» **Written instruction**
Continue the planning tribunal decision from its last sentence, carrying forward its analysis of whether the proposed on-site car parking is adequate.
** begin Passage **
Fifth, Mr Turnbull notes that, other than in relation to density, the development satisfies each standard or requirement in cl 2 of the Precinct Policy. In particular, it satisfies the building height requirement in cl 2(b) that buildings have a minimum of 6.0 metres wall height and the setback requirement in cl 2(e) which states that "to promote a strong urban form, buildings shall be built to the street alignment and the side boundaries" and that "there is no requirement for a rear setback". Although the setback provision requires no rear setback, the Tribunal considers that, as the rear boundary of the site is located at the zone and density code interface, that provision should be departed from in the particular circumstances of the case. It is noted that the development application in fact proposes a departure from this provision. Although a 5.0 metre setback is adequate for the lowest two levels of the proposal, the third level requires a further setback so that the buildings would present as substantially two storeys in height to the north, with any fourth storey element set back sufficiently so as to not be apparent at all from the residential area. The location of the site at the zone/code interface and the existing and likely future character and built form in the residential area to the north requires a more transitional building form in the northern part of the site.
For these reasons, the Tribunal is not satisfied that, if approval were to be granted, the development would be consistent with the conservation of the amenities of the locality or that the non-compliance with the requirement in cl 2(l) of the Precinct Policy – that the development shall be in accordance with the Codes at a maximum permitted dwelling density of R80 – would not have any undue adverse effect on the property in, or the inhabitants of, the locality. It follows that the development application should be refused under cl 39 of TPS 1.
Is the proposed on‑site car parking adequate?
The applicant proposes that 41 car parking bays are to be allocated to the commercial component of the development and that 66 car parking bays, including the four visitor car bays between the rear property boundary and the building, are to be allocated to the residential component.
Clause 3.5.1 of the Codes contains the following Acceptable Development provision:
"Development that complies with the following is deemed to meet the relevant Performance Criteria:
A1On-site parking spaces provided in accordance with the following:
…
iii.Multiple Dwellings
•0.35 spaces per dwelling plus 0.015 spaces per sqm of plot ratio area, to a maximum of 2 spaces per dwelling; and
•at least one space per dwelling provided for the exclusive use of each dwelling and where two or more spaces are provided, two may be in tandem; or
•in the case of Single Bedroom Dwellings of not less than 60 sqm of plot ratio area or Aged or Dependant Persons' dwellings of not more than 80 sqm of plot ratio area - 0.75 spaces per dwelling; … and
•not less than 10 per cent of the required spaces provided for exclusive use of visitors where more than four dwellings are provided;" (Emphasis in bold added.)
** end Passage **
** begin Information given **
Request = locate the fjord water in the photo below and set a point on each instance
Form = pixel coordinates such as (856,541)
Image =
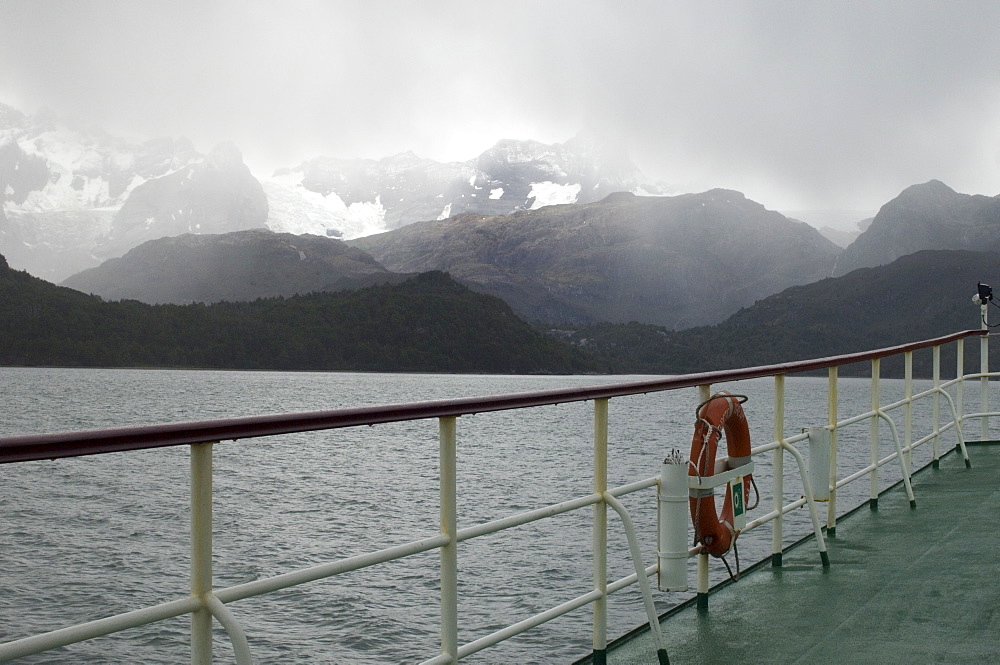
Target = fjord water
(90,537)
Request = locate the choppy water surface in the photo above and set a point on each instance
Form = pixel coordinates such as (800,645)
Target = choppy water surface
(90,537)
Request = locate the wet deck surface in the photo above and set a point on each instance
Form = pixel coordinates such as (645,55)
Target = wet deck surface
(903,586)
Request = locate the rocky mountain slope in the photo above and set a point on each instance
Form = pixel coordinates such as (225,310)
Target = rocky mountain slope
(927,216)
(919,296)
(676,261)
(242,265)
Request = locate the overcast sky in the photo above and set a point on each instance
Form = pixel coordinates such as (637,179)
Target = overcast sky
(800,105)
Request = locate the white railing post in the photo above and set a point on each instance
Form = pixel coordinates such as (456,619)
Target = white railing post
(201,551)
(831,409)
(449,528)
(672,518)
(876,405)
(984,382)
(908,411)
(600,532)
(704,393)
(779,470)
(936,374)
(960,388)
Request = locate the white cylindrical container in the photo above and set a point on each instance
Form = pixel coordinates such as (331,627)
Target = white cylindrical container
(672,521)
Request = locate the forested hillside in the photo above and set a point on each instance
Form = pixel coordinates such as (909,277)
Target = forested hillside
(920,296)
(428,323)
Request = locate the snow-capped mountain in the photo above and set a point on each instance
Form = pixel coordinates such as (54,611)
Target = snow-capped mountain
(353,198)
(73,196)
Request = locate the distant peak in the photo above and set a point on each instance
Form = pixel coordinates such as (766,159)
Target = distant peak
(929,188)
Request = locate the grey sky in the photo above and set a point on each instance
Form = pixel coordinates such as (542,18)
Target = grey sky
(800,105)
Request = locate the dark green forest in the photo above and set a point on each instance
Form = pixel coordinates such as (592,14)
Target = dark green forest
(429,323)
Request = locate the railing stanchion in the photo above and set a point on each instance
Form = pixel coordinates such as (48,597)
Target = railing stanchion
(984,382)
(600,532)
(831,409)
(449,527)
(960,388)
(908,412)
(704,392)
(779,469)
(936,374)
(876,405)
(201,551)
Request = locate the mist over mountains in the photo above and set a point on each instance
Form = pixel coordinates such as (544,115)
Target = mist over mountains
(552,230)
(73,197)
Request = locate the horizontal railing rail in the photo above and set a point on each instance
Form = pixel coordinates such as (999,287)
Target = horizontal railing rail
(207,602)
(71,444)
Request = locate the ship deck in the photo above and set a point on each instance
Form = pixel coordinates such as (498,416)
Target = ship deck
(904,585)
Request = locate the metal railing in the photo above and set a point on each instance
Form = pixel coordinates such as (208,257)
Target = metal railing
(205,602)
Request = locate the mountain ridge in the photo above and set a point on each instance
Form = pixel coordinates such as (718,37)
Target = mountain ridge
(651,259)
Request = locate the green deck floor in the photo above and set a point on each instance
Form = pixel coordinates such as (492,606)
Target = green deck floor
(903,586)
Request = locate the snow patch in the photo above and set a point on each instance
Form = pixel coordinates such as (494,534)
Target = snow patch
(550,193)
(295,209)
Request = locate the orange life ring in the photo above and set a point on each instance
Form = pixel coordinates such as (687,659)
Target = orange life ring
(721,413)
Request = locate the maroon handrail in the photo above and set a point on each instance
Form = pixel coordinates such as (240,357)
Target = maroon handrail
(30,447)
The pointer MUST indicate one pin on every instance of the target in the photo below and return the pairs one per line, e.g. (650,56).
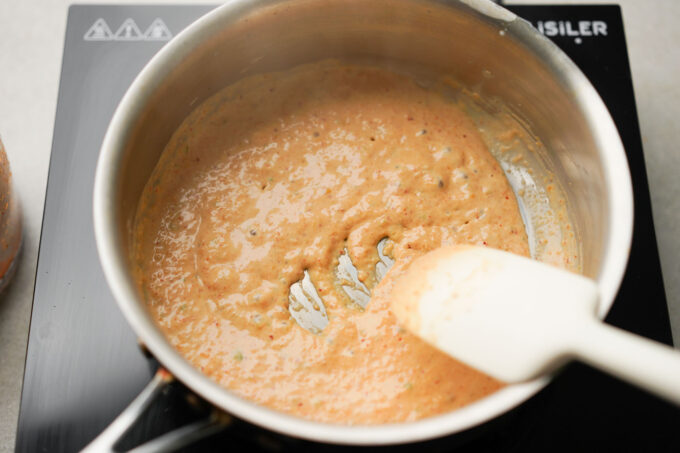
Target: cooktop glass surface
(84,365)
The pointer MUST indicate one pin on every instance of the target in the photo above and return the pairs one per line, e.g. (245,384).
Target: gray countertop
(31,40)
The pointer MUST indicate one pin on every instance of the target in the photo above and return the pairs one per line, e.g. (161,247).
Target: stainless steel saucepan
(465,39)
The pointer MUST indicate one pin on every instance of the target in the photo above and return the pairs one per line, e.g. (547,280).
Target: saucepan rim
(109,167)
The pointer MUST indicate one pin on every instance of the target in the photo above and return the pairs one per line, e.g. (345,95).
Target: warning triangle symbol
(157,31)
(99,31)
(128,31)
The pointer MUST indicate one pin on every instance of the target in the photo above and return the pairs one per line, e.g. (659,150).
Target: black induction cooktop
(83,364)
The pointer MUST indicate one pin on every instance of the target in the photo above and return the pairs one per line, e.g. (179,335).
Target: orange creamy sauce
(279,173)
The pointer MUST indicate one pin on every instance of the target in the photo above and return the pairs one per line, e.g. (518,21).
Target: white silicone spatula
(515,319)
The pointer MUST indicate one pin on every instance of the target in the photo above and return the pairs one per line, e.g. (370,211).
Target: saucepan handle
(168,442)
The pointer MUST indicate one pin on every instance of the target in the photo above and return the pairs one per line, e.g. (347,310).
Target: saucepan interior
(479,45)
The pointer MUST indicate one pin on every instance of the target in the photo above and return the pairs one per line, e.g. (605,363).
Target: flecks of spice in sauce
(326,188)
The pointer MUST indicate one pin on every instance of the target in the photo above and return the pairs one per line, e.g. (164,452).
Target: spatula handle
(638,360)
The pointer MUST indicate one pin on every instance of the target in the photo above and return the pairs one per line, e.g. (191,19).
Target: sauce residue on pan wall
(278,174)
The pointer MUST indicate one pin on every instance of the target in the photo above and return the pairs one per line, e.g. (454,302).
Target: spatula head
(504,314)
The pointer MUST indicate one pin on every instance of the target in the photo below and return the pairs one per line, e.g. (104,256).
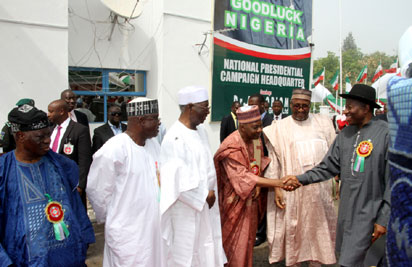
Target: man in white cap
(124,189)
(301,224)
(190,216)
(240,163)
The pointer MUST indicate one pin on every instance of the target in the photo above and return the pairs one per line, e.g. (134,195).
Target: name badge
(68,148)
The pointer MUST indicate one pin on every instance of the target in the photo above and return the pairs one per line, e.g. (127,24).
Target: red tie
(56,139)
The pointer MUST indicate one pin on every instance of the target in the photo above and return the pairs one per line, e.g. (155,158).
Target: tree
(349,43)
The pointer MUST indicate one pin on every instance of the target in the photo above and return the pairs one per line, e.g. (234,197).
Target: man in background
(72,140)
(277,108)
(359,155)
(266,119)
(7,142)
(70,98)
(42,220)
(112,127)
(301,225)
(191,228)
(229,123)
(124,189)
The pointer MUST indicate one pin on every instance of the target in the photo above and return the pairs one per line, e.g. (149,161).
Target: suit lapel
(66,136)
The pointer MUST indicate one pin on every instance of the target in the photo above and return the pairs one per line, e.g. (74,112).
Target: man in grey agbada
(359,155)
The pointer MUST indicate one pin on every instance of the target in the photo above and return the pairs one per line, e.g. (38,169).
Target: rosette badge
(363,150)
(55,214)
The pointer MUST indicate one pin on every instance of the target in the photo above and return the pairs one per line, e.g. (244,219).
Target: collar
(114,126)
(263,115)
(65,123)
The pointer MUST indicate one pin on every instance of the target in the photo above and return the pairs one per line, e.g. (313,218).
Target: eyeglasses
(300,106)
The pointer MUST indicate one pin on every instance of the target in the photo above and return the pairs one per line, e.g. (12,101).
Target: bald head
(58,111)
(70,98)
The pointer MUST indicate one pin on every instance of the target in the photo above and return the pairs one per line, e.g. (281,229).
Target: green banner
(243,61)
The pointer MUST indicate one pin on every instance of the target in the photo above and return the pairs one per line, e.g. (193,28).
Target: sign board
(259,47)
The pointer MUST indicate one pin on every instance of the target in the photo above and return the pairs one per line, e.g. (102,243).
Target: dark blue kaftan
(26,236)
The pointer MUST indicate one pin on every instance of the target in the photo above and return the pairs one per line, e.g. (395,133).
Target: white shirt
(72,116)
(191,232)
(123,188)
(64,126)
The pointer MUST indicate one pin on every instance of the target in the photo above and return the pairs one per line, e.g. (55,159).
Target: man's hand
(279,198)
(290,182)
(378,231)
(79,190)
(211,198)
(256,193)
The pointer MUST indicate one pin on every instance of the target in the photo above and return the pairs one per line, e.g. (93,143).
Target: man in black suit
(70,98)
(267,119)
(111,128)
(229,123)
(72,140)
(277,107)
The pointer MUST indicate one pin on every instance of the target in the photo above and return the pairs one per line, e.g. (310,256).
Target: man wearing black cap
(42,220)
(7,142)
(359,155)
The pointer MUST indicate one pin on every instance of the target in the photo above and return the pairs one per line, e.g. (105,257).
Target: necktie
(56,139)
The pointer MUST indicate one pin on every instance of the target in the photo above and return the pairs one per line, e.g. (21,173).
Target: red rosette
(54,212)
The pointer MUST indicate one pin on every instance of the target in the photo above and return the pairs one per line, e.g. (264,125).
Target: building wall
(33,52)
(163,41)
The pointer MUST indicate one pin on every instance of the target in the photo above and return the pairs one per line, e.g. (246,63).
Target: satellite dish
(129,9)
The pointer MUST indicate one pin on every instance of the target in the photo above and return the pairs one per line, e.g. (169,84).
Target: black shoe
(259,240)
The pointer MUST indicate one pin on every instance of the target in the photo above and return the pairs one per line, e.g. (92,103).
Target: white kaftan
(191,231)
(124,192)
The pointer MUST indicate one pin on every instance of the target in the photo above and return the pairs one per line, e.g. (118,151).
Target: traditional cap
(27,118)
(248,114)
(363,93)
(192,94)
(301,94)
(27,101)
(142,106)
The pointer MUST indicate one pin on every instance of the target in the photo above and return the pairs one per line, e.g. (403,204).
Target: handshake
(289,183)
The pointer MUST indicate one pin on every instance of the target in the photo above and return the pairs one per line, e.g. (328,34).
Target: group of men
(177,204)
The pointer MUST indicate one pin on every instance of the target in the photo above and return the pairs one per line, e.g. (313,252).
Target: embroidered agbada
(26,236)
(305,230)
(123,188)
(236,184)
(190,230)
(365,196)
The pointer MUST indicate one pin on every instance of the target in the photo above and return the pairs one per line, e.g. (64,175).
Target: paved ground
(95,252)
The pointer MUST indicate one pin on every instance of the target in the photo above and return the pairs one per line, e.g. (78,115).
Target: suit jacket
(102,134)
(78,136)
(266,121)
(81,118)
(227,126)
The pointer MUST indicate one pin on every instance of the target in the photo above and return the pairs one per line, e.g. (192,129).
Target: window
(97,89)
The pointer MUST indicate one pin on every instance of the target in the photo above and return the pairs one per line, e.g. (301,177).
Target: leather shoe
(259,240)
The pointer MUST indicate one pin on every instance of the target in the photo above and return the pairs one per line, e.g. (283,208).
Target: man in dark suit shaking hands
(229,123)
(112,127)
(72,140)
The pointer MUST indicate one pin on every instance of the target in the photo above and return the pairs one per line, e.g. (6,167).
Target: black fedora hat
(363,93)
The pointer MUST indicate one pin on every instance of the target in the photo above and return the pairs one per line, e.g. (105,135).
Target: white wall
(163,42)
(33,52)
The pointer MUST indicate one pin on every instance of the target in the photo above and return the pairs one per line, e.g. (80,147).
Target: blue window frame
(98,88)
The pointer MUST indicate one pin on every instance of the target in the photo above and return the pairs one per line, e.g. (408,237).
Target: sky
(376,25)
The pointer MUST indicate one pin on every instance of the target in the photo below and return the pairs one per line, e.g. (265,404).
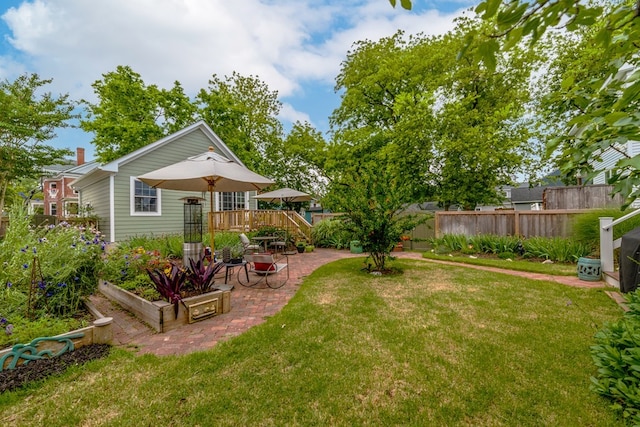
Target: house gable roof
** end Information given **
» **Result of this exercise**
The corresponding Performance Criteria in cl 3.5.1 P1 states as follows:
"Adequate car parking provided on-site in accordance with projected need related to:
•the type, number and size of dwellings;
•the availability of on-street and other off‑site parking;
•the location of the proposed development in relation to public transport and other facilities."
The Council has raised an issue as to whether, on the proper interpretation of the third bullet point in the Acceptable Development provision, the words "not less than" in fact mean "not more than". Nothing relevantly turns on this issue in this case, because, on either view, the number of car bays proposed to be provided for the residential component of the development exceeds the Acceptable Development provision, other than in relation to visitor car bays. Ms Louise Round, a traffic engineer who gave evidence on behalf of the Council, and Mr Behnam Bordbar, a traffic engineer who gave evidence on behalf of the applicant, agree that, given proximity to public transport, four visitor car bays, rather than five or six visitor car bays, satisfies the Performance Criteria that adequate car parking be provided on‑site. However, as Mr Allerding observed, the question of interpretation raised by the Council is of wide significance in relation to the application of the Codes to Single Bedroom Dwellings and this case provides an appropriate vehicle to determine the proper interpretation of the provision.
In Cooper Brookes (Wollongong) Pty Ltd v Commissioner of Taxation (Cth) (1981) 147 CLR 297, Mason and Wilson JJ said, at 320, that:
"The fundamental object of statutory construction in every case is to ascertain the legislative intention by reference to the language of the instrument viewed as a whole."
In referring to the propriety of departing from the literal interpretation, Mason and Wilson JJ said, at 321:
"It extends to any situation in which for good reason the operation of the statute on a literal reading does not conform to the legislative intent as ascertained from the provisions of the statute, including the policy which may be discerned from those provisions."
In Kingston v Keprose Pty Ltd (1987) 11 NSWLR 404, McHugh JA held, at 423 and 424, as follows:
"A purposive and not a literal approach is the method of statutory construction which now prevails … In most cases the grammatical meaning of a provision will give effect to the purpose of the legislation. A search for the grammatical meaning still constitutes the starting point. But if the grammatical meaning of a provision does not give effect to the purpose of the legislation, the grammatical meaning cannot prevail. It must give way to the construction which will promote the purpose or object of the Act. …
Once the object or purpose of the legislation is delineated, the duty of the court is to give effect to it insofar as, by addition or omission or clarification, the relevant provision is capable of achieving that purpose or object."
Similarly, s 18 of the Interpretation Act 1984 (WA) states that, in the interpretation of a provision of a written law, a construction that would promote the purpose or object underlying the written law shall be preferred to a construction that would not promote that purpose or object.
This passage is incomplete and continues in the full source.